◆ WHAT YOU SHOULD DO
Copy out every line, unchanged, from the one containing "In the photo above, where can the white-haired" down to the one containing "column 715, row 174".

◆ SOURCE RECORDS

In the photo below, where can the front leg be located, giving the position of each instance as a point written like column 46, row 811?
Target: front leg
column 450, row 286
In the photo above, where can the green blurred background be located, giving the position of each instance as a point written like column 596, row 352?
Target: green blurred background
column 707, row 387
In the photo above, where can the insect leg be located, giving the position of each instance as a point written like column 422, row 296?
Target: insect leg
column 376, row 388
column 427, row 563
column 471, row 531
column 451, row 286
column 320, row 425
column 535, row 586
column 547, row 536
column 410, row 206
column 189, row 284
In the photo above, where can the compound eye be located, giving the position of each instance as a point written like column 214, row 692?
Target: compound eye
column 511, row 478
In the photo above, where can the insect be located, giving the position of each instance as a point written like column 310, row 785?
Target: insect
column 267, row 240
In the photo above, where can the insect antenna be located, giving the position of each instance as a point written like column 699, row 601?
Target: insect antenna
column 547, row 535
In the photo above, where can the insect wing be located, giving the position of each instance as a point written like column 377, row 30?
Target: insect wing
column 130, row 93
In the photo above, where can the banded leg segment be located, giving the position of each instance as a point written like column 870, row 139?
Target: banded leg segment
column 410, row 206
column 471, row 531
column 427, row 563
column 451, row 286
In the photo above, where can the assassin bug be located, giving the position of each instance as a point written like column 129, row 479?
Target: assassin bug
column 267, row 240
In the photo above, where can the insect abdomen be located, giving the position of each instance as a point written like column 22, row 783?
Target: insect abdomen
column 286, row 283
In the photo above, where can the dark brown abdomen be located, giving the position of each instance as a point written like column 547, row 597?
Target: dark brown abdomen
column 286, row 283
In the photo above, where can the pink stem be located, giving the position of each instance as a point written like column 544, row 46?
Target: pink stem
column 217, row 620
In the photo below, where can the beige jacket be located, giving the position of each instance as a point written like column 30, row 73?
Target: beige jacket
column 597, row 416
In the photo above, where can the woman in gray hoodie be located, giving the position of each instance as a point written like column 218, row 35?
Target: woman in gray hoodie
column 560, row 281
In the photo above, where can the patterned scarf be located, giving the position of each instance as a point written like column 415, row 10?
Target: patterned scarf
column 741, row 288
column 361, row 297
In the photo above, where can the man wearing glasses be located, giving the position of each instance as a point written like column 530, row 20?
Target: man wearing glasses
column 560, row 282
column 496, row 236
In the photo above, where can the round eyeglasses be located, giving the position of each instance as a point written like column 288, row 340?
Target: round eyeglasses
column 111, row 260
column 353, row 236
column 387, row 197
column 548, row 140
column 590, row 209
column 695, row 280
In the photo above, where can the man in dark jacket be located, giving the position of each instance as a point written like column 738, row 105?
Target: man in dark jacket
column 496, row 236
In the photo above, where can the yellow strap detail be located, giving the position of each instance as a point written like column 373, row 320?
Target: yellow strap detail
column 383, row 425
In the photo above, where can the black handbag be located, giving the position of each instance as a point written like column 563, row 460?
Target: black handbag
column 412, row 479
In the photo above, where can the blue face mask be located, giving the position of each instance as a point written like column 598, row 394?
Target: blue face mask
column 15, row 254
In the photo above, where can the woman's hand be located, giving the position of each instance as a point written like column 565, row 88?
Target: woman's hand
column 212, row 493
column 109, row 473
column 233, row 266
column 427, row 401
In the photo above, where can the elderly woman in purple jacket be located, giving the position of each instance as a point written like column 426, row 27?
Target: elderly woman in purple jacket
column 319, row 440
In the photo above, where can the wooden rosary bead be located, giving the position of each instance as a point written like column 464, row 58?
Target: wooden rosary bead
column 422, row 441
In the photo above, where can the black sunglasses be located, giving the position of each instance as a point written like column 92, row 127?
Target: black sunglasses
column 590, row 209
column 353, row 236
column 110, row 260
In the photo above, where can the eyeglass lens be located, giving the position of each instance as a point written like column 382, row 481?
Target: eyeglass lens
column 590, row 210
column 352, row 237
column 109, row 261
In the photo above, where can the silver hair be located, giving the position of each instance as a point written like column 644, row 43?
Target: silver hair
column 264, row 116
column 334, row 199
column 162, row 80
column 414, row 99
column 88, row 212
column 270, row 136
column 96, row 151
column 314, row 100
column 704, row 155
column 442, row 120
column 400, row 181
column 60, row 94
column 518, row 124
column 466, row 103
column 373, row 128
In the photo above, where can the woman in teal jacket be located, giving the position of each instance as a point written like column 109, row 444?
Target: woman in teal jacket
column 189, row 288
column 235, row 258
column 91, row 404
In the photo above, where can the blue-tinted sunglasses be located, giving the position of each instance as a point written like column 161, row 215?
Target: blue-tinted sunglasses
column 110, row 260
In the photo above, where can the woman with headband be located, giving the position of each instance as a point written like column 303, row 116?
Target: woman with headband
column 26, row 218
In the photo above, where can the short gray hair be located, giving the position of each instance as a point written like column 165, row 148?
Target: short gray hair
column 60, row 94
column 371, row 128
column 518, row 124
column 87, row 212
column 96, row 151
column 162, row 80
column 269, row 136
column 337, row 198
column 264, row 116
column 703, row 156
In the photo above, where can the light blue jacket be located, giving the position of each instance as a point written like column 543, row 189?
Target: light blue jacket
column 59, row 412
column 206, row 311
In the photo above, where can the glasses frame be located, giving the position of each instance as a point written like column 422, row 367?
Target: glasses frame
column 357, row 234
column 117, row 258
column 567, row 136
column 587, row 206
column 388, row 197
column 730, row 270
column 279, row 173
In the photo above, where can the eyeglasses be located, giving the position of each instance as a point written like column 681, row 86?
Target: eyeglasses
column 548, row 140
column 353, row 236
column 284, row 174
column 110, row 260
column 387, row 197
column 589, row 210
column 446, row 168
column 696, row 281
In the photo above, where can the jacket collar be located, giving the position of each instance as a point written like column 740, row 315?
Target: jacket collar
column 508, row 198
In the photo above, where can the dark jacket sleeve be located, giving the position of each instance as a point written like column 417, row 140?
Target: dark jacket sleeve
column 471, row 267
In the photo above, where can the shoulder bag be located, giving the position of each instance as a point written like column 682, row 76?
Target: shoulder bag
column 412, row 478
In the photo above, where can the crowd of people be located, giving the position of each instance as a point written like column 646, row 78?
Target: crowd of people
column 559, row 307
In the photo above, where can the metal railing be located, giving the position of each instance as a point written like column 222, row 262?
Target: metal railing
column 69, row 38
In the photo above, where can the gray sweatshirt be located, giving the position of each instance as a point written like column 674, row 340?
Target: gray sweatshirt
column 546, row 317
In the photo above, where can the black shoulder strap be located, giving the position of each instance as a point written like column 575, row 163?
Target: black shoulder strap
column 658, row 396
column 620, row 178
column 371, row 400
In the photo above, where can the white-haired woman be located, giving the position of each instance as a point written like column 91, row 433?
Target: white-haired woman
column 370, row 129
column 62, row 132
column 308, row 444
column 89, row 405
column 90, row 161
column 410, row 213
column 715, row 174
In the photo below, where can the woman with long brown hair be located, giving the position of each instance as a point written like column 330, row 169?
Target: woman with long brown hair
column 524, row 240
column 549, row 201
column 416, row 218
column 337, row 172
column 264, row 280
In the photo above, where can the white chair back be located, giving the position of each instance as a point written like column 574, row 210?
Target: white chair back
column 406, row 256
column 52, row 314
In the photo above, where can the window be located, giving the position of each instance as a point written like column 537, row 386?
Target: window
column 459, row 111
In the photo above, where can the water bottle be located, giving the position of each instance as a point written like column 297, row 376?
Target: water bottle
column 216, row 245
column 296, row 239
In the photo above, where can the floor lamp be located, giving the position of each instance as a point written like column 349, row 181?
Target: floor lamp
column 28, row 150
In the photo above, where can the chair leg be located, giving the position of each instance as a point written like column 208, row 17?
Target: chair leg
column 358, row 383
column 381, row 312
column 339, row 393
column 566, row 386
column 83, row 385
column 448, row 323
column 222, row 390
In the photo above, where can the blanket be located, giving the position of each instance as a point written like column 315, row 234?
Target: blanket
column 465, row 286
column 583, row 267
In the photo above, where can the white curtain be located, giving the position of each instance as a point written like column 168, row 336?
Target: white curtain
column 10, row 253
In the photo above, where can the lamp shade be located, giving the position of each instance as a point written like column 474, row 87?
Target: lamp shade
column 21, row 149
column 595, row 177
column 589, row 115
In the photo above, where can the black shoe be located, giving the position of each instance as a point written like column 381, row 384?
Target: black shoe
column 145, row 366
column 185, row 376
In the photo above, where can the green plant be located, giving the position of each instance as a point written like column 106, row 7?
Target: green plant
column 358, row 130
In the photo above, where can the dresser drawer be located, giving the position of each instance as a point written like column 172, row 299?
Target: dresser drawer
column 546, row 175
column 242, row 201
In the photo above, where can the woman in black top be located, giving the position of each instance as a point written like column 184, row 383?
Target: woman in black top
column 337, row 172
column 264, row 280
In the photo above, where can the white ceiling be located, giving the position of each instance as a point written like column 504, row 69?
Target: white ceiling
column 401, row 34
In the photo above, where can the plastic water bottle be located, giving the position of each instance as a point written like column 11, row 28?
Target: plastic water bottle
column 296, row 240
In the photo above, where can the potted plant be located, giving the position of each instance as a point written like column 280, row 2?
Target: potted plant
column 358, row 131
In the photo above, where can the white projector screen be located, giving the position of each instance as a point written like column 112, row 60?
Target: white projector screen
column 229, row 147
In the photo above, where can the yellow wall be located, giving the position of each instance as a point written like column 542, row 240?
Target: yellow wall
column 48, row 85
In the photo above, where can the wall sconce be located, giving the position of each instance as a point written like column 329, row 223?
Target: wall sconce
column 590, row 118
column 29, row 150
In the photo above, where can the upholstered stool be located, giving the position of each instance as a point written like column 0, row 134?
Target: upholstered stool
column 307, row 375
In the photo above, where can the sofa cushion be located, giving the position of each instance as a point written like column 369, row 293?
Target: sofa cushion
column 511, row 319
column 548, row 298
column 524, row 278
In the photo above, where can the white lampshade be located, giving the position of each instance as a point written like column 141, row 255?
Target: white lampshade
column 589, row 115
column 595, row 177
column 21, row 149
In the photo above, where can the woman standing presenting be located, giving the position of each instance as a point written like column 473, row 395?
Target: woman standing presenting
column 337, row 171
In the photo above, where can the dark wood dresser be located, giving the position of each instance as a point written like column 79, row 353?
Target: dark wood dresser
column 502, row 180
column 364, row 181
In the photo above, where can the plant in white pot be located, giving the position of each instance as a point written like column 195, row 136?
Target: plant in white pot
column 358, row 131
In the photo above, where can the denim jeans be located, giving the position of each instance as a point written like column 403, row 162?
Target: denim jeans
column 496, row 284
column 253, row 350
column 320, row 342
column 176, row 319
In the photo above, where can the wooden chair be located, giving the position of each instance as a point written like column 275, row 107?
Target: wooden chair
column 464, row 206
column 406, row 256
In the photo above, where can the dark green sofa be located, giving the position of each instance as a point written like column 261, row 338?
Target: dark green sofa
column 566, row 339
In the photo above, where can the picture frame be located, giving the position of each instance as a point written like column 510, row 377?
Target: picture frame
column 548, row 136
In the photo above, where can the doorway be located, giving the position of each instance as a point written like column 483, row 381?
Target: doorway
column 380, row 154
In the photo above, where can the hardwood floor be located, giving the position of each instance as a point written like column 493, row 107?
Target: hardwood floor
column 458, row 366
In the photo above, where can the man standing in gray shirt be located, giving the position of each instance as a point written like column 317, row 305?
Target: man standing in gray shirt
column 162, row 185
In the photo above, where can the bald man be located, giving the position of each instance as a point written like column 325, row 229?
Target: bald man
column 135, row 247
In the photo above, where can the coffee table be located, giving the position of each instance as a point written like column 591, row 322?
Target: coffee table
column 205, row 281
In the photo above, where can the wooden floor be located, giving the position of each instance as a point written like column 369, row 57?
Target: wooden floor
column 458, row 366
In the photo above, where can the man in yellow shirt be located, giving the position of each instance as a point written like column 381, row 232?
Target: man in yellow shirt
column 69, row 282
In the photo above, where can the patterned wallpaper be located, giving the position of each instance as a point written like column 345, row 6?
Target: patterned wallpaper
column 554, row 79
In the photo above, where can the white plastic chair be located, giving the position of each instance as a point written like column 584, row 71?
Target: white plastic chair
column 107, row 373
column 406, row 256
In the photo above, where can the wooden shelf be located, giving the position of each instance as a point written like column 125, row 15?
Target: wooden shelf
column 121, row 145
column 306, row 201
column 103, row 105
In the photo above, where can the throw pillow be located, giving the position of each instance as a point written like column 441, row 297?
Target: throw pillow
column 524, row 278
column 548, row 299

◆ SOLUTION TO THIS EXERCISE
In the photo above, where can the white-haired woman be located, giving the position of each instance as a point written like column 91, row 433?
Target: white-haired woman
column 370, row 129
column 62, row 132
column 308, row 444
column 89, row 405
column 90, row 161
column 410, row 213
column 715, row 174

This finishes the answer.